## 문제 지시
아래 행 가운데 문자열 "ceiling"가 들어 있는 행이 몇 개인지 숫자만 쓰시오. 대문자와 소문자는 구별한다.
--- 제공된 행 ---
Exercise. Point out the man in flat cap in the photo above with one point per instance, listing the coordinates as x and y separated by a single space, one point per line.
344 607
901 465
---
--- 제공된 행 ---
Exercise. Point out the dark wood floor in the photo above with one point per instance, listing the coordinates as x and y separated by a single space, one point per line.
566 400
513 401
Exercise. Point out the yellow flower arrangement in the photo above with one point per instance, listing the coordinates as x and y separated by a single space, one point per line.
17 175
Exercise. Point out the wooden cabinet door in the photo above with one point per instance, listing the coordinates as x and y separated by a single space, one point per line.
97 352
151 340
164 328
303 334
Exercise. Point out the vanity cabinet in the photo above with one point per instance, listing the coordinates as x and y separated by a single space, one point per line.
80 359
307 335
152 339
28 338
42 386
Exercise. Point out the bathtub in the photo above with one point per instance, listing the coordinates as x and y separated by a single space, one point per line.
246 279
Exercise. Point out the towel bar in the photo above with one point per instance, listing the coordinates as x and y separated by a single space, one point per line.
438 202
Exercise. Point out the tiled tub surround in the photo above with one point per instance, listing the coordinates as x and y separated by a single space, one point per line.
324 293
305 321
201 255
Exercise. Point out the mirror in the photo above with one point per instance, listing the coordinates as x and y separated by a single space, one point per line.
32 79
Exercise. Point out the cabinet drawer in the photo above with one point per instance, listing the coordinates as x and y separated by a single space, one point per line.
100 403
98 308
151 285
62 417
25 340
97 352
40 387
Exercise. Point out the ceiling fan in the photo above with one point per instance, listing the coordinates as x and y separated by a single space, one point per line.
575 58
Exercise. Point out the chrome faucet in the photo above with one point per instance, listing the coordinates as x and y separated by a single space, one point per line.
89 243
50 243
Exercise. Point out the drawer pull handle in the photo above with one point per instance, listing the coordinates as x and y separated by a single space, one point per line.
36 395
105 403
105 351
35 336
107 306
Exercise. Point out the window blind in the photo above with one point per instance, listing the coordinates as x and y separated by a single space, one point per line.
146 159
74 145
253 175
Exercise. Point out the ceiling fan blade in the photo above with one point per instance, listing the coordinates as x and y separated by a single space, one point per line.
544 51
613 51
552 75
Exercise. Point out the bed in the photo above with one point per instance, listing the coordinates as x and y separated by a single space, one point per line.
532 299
---
## 이 문제의 답
2